***** 本文抜粋 *****
特許出願にあたって、発明者・特許出願人は、発明の目的(発明が解決しようとする課題)、課題を解決するために発明者・特許出願人が採用した工夫、その工夫によって課題が解決されるメカニズム、等を、特許庁に提出する明細書、図面などに十分に説明します。
審査官は、提出されているこの明細書、図面の内容を熟読した上で、特許請求されている発明に特許を与えることができるかどうかを検討・判断します。いわば、手品の種明かしを教えてもらった後に手品を見ているようなものです。特許出願の明細書、図面を読むことで把握した知識、いわば、後知恵に基づいて、特許請求されている発明の特許性を検討・判断すると、「特許請求されている発明は簡単に考えつくことができたもので、進歩性欠如ではないか」と、なってしまうことがあるので、これを戒めるものです。
<特許成立に要求される主要な条件>
特許庁の審査で特許が認められるために要求される主要な条件は3つあります。特許請求している発明が産業上利用できるものであること、特許出願の時点で世界のどこにも存在せず・知られておらず・使用されていなかったこと=新規性を有すること、特許出願前に知られていた発明・技術・知識に基づいて特許出願の時点で簡単・容易に発明できたものでないこと=進歩性を有すること、です。
<産業上の利用可能性>
会社の事業で使用している装置、会社の事業で製造しているもの、等についての改善、改良であれば、一般的に、一点目の産業上の利用可能性を満たします。
<新規性>
2点目の新規性ですが、特許請求している発明と対比される「先行技術」として、日本国内又は外国において、特許出願前に、公然知られた発明、公然実施をされた発明、頒布された刊行物に記載された発明又はインターネット等を通じて公衆に利用可能となった発明があげられています(特許法第29条第1項各号)。
世界中のどこででも知られていなかったし、使用されてもいなかった、なんてことが要求されるのでは、「新規性のある発明」と認められるのは難しいのでは?と、お考えになるかもしれません。
しかし、特許審査基準では、審査官は、特許請求されている発明が新規性を有しているか否かを、特許請求されている発明と、新規性及び進歩性の判断のために引用する先行技術(引用発明)とを対比した結果、特許請求されている発明と引用発明との間に相違点があるか否かにより判断し、「相違点がある場合」は、審査官は、特許請求されているが「新規性を有していると判断する」としています。
今回のご質問の「従来から使用している製造装置に少し改良を加えた」という「工夫」は、何らかの効果(今回の場合は、使い勝手の向上、生産性向上)を発揮させる、技術的な考え方ですから、抽象的な概念です。
*****
▶ [実施する作業]:
[A] 特許審査の本文では、特許庁の審査で特許が認められるために要求される主要な条件はいくつあるとされていますか。
[B] 特許審査の本文から、「世界中のどこででも知られてい」を含む語句で始まり「ですから、抽象的な概念です。」で終わる部分を一字も変えずに複製してください。
***** データ抜粋 *****
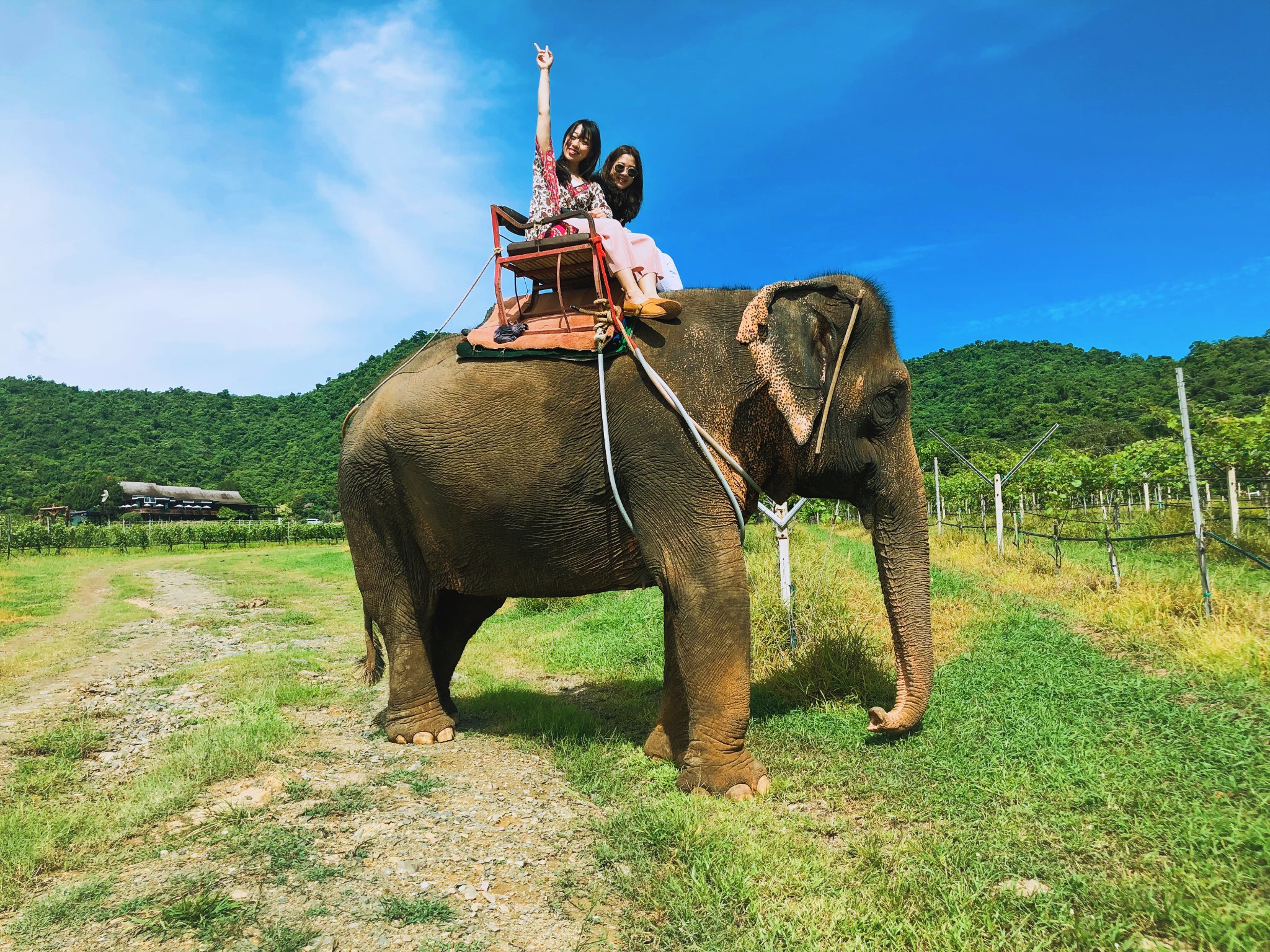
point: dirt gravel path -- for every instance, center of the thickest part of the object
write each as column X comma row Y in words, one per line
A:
column 148, row 645
column 487, row 831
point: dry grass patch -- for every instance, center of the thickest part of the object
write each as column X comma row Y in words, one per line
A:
column 1155, row 615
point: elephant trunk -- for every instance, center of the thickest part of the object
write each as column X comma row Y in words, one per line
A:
column 902, row 546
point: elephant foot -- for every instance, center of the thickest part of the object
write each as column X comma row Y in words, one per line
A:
column 658, row 747
column 737, row 777
column 413, row 726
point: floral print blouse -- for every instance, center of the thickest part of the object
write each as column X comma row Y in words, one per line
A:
column 550, row 198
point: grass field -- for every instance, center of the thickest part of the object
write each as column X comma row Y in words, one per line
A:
column 1094, row 771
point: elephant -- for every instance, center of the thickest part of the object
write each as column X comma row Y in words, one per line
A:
column 464, row 483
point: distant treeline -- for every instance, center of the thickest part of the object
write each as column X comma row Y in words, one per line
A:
column 61, row 443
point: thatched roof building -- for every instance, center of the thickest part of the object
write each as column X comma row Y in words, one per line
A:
column 180, row 501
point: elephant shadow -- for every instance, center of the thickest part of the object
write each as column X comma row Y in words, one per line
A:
column 828, row 671
column 619, row 708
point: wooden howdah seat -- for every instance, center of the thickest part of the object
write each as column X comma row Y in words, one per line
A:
column 568, row 289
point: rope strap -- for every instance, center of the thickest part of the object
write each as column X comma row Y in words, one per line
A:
column 435, row 335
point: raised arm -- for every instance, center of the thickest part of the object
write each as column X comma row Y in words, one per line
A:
column 544, row 133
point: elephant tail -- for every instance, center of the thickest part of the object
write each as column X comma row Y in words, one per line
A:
column 373, row 664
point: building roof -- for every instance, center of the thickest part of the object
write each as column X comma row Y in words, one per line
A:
column 184, row 494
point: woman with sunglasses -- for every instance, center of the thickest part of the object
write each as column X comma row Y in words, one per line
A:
column 566, row 186
column 623, row 180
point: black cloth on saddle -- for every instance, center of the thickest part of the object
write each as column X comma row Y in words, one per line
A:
column 507, row 333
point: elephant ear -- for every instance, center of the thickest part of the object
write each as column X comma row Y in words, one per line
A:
column 789, row 334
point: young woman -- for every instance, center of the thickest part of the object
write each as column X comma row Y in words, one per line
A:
column 564, row 186
column 621, row 177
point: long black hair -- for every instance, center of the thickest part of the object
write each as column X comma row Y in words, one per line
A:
column 587, row 167
column 625, row 202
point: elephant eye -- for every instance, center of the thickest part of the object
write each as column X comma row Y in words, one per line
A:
column 886, row 409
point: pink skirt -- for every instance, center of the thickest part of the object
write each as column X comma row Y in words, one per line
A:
column 625, row 249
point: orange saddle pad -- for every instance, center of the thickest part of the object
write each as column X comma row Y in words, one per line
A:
column 548, row 328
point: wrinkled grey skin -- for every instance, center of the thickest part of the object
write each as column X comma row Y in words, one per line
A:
column 465, row 483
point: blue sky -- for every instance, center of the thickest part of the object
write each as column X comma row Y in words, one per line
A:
column 258, row 196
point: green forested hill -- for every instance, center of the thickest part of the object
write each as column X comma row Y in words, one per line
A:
column 58, row 443
column 1013, row 391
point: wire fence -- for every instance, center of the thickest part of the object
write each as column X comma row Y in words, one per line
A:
column 24, row 536
column 1106, row 537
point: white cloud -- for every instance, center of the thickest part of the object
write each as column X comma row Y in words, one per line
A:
column 120, row 266
column 390, row 99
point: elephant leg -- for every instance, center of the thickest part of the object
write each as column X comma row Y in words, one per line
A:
column 403, row 606
column 670, row 738
column 708, row 611
column 456, row 620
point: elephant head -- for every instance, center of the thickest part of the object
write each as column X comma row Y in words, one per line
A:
column 796, row 332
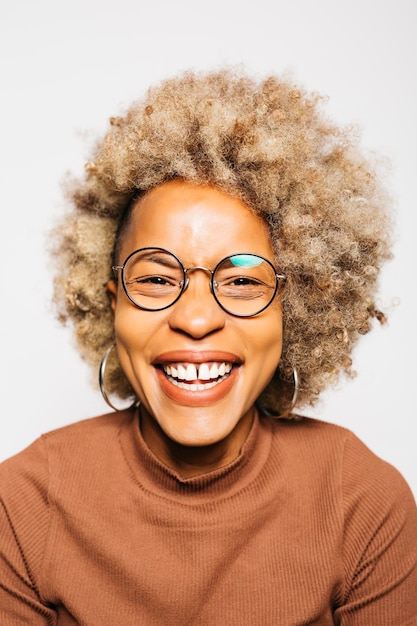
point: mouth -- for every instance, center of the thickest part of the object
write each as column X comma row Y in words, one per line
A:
column 197, row 376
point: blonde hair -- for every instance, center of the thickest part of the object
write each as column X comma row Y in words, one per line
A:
column 268, row 143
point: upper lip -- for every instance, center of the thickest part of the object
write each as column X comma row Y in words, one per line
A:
column 191, row 356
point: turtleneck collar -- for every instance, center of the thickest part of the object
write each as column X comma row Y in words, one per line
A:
column 156, row 477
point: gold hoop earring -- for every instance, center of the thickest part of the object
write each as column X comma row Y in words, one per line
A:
column 101, row 378
column 292, row 404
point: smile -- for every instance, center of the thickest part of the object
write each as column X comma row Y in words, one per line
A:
column 197, row 377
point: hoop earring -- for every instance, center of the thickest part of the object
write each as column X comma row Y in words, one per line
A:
column 101, row 375
column 293, row 402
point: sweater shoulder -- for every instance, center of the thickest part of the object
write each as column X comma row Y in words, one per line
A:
column 334, row 450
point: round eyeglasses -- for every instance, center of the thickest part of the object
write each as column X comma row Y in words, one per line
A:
column 242, row 284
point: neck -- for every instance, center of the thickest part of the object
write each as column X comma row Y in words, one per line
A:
column 190, row 461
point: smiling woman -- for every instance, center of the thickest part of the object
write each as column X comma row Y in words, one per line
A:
column 225, row 246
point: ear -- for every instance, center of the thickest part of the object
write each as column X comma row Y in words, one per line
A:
column 112, row 291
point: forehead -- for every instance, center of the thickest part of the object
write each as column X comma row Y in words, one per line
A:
column 200, row 224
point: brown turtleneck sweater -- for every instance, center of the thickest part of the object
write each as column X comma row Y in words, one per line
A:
column 306, row 526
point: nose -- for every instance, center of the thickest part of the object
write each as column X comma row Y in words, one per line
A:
column 197, row 313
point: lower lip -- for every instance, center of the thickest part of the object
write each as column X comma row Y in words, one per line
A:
column 196, row 398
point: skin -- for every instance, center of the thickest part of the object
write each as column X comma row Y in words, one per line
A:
column 194, row 432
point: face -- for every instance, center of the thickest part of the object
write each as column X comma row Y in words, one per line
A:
column 201, row 225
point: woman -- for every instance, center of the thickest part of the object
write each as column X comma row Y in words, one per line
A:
column 222, row 253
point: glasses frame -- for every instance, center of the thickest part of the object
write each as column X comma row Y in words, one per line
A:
column 186, row 279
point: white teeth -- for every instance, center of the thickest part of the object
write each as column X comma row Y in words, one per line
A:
column 181, row 372
column 212, row 372
column 191, row 372
column 204, row 372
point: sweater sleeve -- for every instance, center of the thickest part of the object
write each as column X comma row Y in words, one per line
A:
column 24, row 520
column 380, row 543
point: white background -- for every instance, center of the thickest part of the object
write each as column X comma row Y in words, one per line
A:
column 66, row 66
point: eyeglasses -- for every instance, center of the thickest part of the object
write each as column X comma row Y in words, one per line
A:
column 242, row 284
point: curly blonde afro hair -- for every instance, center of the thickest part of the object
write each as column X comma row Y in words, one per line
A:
column 267, row 142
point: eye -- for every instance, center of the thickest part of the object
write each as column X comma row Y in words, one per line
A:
column 153, row 280
column 242, row 281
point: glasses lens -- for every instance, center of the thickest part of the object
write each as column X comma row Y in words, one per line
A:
column 245, row 284
column 153, row 278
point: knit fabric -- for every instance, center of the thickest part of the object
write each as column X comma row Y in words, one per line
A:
column 306, row 526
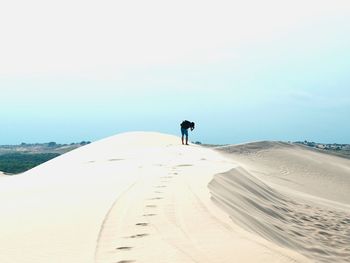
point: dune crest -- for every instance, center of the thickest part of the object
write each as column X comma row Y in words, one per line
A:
column 144, row 197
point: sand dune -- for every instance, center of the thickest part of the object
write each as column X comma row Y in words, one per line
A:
column 294, row 210
column 143, row 197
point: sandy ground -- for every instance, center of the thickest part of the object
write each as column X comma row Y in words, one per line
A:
column 143, row 197
column 291, row 195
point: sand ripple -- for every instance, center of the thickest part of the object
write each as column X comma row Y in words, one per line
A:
column 318, row 232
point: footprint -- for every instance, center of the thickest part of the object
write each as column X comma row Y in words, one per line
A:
column 124, row 248
column 138, row 236
column 156, row 198
column 141, row 224
column 149, row 215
*****
▶ [最終結果]:
[A] 3つ(産業上の利用可能性、新規性、進歩性)です。

[B]
世界中のどこででも知られていなかったし、使用されてもいなかった、なんてことが要求されるのでは、「新規性のある発明」と認められるのは難しいのでは?と、お考えになるかもしれません。
しかし、特許審査基準では、審査官は、特許請求されている発明が新規性を有しているか否かを、特許請求されている発明と、新規性及び進歩性の判断のために引用する先行技術(引用発明)とを対比した結果、特許請求されている発明と引用発明との間に相違点があるか否かにより判断し、「相違点がある場合」は、審査官は、特許請求されているが「新規性を有していると判断する」としています。
今回のご質問の「従来から使用している製造装置に少し改良を加えた」という「工夫」は、何らかの効果(今回の場合は、使い勝手の向上、生産性向上)を発揮させる、技術的な考え方ですから、抽象的な概念です。